TASK INPUT Start Marker

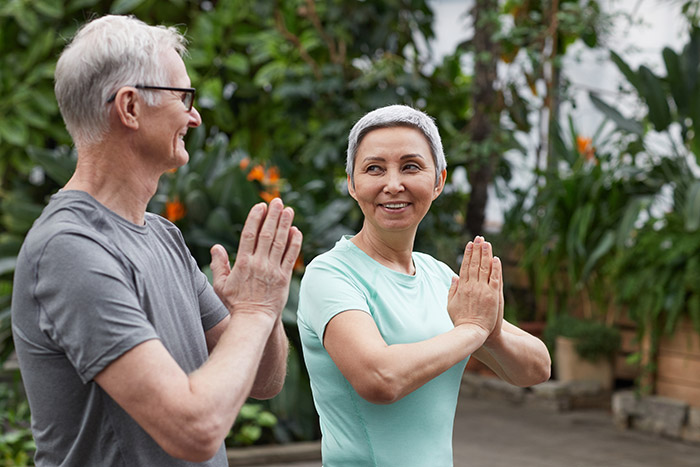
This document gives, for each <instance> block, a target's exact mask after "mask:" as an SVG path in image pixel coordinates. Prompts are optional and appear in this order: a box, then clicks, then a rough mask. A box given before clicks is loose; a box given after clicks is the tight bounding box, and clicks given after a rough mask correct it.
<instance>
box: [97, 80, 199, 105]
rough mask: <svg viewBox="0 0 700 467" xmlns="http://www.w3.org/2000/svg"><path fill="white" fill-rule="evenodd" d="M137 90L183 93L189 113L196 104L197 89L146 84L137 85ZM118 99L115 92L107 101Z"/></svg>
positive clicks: (136, 87)
mask: <svg viewBox="0 0 700 467" xmlns="http://www.w3.org/2000/svg"><path fill="white" fill-rule="evenodd" d="M134 87H135V88H136V89H151V90H154V91H176V92H181V93H182V104H183V105H184V106H185V109H187V111H188V112H189V111H190V110H192V104H194V93H195V89H194V88H171V87H168V86H146V85H144V84H137V85H135V86H134ZM116 97H117V93H116V92H115V93H114V94H112V96H111V97H110V98H109V99H107V102H112V101H114V99H115V98H116Z"/></svg>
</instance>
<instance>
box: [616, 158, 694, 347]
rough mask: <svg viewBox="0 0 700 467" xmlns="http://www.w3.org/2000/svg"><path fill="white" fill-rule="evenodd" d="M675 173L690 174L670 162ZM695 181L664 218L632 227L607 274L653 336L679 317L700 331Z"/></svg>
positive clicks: (682, 189) (619, 293)
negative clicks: (619, 252)
mask: <svg viewBox="0 0 700 467" xmlns="http://www.w3.org/2000/svg"><path fill="white" fill-rule="evenodd" d="M675 162H676V163H677V164H678V165H679V167H676V170H677V171H678V172H679V173H683V174H686V176H688V175H687V174H688V173H689V170H688V167H687V166H686V165H685V164H684V163H683V162H681V161H679V160H677V161H675ZM698 190H700V180H693V181H692V184H691V186H690V187H689V188H688V189H677V190H676V191H677V192H679V195H678V198H679V199H678V200H677V203H676V204H675V208H674V209H673V210H672V211H670V212H668V213H667V214H666V215H665V216H664V217H663V218H661V219H656V218H651V219H649V220H648V221H647V222H645V223H644V224H643V225H642V226H641V227H640V228H639V229H636V230H635V231H634V235H633V236H632V238H631V240H630V242H629V243H630V244H629V245H627V248H625V249H624V250H621V251H620V253H619V255H618V257H617V258H616V259H615V262H614V263H613V264H611V268H610V273H611V276H612V277H613V278H614V281H615V283H616V284H618V299H619V300H620V301H621V302H622V303H624V304H625V305H627V306H628V307H629V314H630V317H631V318H632V319H634V320H635V321H636V322H637V323H638V325H639V329H640V333H646V332H649V333H651V334H652V337H653V338H654V339H655V338H656V337H658V335H659V334H660V333H662V332H664V333H667V334H670V333H672V332H673V330H674V329H675V327H676V324H677V323H678V321H679V320H680V319H681V318H682V317H688V318H689V319H690V320H691V322H692V323H693V325H694V327H695V329H696V330H697V332H698V333H700V226H699V225H698V222H697V217H698V212H700V200H699V199H698V196H697V193H698Z"/></svg>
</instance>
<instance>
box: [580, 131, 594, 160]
mask: <svg viewBox="0 0 700 467" xmlns="http://www.w3.org/2000/svg"><path fill="white" fill-rule="evenodd" d="M576 149H577V150H578V153H579V154H581V155H582V156H583V157H585V158H586V160H588V161H590V160H592V159H595V146H593V140H592V139H591V138H586V137H584V136H581V135H578V136H576Z"/></svg>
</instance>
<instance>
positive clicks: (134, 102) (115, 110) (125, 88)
mask: <svg viewBox="0 0 700 467" xmlns="http://www.w3.org/2000/svg"><path fill="white" fill-rule="evenodd" d="M114 110H115V112H116V113H117V116H118V117H119V121H120V122H121V123H122V125H124V126H125V127H127V128H130V129H132V130H138V128H139V118H140V117H141V113H142V110H143V102H142V101H141V99H140V96H139V94H138V92H136V89H134V88H132V87H130V86H125V87H123V88H121V89H119V91H117V95H116V96H115V98H114Z"/></svg>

TASK INPUT End Marker

--- EXERCISE INSTRUCTIONS ---
What is the number of lines in the entries above that hold the string "rough"? Please state that number alone.

--- SOLUTION TO THIS EXERCISE ---
3